▶ **Your assignment**
Look through the listing below, and wherever a line has the string "photo", copy it.

▶ **Source information**
==============================

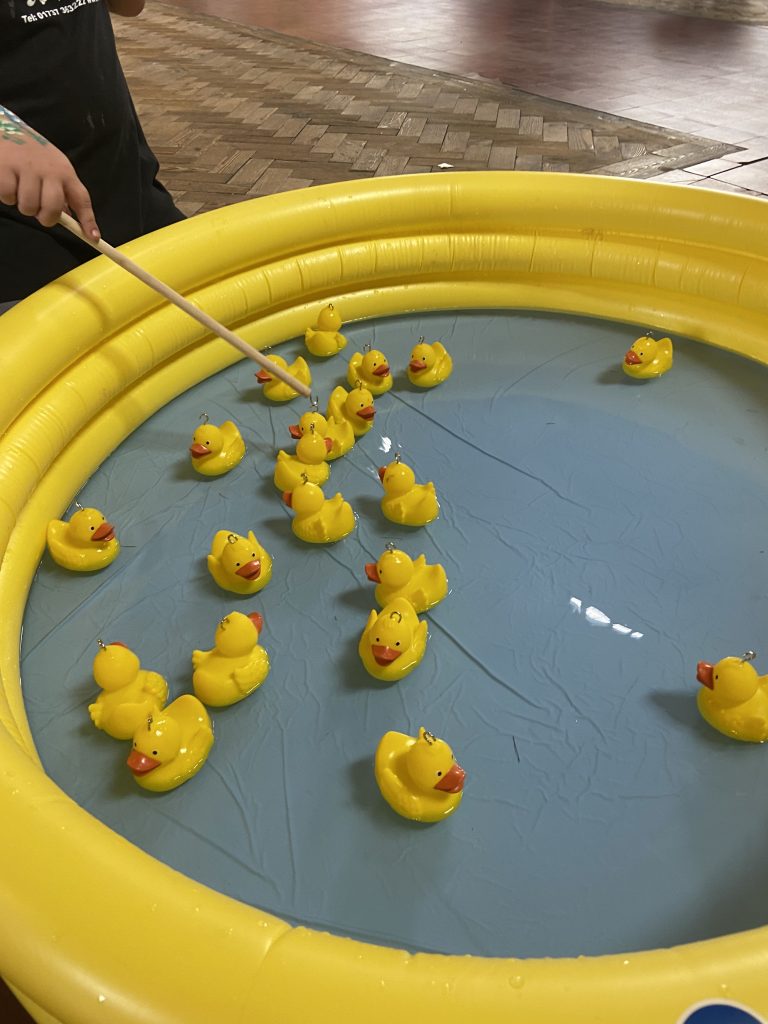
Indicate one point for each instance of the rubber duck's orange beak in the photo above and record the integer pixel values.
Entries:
(140, 764)
(104, 532)
(453, 780)
(705, 674)
(251, 570)
(384, 655)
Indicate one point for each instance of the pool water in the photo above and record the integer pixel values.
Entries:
(600, 537)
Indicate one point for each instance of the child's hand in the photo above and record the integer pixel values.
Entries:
(38, 179)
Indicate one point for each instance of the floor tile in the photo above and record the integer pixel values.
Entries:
(754, 176)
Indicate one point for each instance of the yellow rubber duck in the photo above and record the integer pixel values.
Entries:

==============================

▶ **Your solution**
Indicate one point for each instance of the rubber duck's orange beak in the photo above and record the integer pixel values.
Indicate one point for each instance of the pool water in the photo above and record the integer pixel values.
Indicate one point for each instance of the child's hand in the photo above and record the integer pixel values.
Indicate one point for each instance of the floor tile in the photo above and record the integer pixel values.
Indicate one point for each instance of the yellow rubber duck in the photo above and record the integer pixel values.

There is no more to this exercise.